## START Supplied records

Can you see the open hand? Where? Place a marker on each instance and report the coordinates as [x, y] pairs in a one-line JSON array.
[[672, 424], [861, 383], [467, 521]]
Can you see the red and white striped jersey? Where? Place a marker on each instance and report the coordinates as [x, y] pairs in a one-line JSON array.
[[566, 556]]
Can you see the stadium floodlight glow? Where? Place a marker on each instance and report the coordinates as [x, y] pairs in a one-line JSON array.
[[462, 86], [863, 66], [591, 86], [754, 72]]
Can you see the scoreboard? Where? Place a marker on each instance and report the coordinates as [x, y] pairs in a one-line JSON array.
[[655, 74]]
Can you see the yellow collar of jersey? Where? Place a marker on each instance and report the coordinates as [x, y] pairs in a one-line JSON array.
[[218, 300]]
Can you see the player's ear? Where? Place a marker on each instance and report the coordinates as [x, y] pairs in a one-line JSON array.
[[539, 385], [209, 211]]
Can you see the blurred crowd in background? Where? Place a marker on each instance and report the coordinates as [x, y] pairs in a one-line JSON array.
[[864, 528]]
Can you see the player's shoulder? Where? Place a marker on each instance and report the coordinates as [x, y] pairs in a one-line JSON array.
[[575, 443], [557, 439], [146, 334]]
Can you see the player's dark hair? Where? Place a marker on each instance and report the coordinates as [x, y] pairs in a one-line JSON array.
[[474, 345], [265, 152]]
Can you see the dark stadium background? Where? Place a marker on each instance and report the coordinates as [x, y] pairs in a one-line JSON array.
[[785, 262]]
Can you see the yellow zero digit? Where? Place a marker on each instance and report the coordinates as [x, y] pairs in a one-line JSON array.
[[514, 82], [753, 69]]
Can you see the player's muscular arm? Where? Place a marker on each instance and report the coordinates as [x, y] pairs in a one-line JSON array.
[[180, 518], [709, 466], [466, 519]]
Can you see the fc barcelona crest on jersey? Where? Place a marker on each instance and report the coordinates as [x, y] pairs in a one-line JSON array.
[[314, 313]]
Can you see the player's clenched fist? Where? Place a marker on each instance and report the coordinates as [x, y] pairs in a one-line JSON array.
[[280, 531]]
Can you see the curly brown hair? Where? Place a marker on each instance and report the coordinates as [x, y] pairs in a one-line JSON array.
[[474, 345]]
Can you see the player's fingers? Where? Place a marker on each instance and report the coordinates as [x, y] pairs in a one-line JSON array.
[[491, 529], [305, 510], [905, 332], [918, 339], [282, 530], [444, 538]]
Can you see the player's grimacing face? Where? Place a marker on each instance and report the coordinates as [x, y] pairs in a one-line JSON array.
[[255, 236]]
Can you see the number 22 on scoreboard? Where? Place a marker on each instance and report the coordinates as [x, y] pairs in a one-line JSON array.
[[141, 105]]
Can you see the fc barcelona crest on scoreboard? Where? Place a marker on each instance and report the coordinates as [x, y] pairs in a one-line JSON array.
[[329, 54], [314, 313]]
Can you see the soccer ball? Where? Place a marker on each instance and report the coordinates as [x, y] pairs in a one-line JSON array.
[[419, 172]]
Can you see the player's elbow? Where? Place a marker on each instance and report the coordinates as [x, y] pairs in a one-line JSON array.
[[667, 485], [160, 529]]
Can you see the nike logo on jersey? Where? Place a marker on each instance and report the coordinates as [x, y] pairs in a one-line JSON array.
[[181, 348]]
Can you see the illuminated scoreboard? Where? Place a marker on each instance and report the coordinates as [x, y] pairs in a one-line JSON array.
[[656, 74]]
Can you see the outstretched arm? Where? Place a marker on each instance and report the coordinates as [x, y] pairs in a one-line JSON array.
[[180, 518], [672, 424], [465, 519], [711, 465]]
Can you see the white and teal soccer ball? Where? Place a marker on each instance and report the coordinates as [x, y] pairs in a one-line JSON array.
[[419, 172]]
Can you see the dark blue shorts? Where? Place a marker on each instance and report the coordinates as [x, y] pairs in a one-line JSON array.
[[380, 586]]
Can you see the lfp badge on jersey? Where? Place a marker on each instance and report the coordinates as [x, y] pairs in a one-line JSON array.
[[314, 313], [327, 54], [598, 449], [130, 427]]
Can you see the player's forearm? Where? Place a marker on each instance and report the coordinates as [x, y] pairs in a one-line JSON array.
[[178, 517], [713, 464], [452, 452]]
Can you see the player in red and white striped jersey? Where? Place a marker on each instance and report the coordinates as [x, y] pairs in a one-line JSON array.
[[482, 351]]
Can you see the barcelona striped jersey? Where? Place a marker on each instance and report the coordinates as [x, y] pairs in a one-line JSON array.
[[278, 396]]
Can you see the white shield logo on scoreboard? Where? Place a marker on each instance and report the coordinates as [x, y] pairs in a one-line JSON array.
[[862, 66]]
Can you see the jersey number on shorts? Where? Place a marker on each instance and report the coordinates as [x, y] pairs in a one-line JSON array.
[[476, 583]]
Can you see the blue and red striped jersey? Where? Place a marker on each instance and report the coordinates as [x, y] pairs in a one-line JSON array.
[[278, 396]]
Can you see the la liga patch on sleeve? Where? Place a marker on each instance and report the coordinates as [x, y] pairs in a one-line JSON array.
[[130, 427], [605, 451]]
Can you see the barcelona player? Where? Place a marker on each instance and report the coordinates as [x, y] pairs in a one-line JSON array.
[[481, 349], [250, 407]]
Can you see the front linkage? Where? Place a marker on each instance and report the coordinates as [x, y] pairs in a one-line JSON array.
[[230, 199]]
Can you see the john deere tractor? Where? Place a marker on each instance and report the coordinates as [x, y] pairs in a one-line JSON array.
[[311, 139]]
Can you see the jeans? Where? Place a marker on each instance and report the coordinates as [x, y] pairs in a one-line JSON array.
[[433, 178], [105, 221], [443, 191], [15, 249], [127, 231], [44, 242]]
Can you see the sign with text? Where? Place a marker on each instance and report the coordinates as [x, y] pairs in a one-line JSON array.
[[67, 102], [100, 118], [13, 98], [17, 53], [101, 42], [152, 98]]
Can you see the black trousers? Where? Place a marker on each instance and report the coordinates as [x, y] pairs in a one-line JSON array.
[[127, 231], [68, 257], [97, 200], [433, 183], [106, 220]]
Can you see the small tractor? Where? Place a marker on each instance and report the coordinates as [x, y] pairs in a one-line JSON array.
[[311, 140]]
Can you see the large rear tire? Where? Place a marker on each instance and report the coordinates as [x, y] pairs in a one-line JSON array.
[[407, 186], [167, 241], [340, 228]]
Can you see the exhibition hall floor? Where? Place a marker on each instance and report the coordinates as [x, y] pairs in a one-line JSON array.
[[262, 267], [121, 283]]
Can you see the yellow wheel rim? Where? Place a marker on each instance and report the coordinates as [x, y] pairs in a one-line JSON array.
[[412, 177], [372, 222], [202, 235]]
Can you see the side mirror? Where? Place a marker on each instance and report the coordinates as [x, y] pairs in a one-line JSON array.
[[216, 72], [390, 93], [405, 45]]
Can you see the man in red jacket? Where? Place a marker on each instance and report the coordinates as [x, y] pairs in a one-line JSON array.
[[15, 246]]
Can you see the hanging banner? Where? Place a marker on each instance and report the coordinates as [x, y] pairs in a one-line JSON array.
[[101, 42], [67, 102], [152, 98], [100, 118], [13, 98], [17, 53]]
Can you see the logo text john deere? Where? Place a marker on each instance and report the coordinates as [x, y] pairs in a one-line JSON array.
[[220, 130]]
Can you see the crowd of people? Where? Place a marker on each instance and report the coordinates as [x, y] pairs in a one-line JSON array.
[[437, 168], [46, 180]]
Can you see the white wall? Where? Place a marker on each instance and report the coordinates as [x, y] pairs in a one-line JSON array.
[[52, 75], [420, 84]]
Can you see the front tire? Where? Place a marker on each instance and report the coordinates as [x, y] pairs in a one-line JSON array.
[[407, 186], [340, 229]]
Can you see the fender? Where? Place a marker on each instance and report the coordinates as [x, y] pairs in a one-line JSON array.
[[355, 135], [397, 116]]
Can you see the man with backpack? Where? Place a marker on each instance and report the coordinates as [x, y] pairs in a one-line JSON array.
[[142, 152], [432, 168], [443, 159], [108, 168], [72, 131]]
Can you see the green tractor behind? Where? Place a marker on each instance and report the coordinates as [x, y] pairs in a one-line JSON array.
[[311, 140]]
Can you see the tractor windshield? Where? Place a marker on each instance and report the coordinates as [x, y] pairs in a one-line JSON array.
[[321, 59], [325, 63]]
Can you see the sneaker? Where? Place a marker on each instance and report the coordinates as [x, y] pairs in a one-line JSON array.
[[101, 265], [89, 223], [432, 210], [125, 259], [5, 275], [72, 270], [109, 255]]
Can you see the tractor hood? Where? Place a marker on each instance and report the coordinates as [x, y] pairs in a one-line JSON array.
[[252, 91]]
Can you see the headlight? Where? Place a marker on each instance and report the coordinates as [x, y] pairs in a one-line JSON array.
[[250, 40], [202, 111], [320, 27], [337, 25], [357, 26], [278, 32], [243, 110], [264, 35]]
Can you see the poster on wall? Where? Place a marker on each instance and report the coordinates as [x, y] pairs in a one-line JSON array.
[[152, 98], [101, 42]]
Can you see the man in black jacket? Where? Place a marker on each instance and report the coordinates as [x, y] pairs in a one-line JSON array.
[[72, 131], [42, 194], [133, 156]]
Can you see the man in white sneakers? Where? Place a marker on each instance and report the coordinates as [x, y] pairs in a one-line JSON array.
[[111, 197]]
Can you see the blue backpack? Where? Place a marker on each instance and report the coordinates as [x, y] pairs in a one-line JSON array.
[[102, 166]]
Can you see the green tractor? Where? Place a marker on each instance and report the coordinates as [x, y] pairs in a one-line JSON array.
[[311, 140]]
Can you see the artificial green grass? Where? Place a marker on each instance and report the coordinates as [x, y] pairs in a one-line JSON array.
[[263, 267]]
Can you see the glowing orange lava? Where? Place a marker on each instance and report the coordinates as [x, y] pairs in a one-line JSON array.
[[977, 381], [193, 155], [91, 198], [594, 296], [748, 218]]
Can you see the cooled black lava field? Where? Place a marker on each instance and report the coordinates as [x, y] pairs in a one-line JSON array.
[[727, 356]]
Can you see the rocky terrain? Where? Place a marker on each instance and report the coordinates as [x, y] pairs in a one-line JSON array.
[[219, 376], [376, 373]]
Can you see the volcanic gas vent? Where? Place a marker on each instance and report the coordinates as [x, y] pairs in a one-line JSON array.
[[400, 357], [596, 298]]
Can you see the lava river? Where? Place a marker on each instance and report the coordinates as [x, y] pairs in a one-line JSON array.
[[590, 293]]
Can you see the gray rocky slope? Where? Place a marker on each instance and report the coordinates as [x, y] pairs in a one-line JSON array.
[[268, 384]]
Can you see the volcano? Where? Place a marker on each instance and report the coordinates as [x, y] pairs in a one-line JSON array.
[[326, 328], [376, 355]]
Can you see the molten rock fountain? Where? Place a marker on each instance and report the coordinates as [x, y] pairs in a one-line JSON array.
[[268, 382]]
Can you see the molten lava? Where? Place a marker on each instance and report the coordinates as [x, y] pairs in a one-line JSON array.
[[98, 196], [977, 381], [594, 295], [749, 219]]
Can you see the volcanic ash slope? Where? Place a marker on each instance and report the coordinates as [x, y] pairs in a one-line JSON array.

## END Supplied records

Exercise task
Reproduce, word for word, the stretch of the data listing from its first line through the line that contains "[[566, 556]]", including both of those lines.

Result of this exercise
Can you see the open hand? Where? Place a marker on each instance and report the coordinates as [x, y] pairs in a one-line JSON array.
[[672, 424], [861, 383], [467, 521]]
Can you see the red and white striped jersey? Where? Place a marker on each instance and report the coordinates as [x, y] pairs in a one-line JSON array.
[[566, 556]]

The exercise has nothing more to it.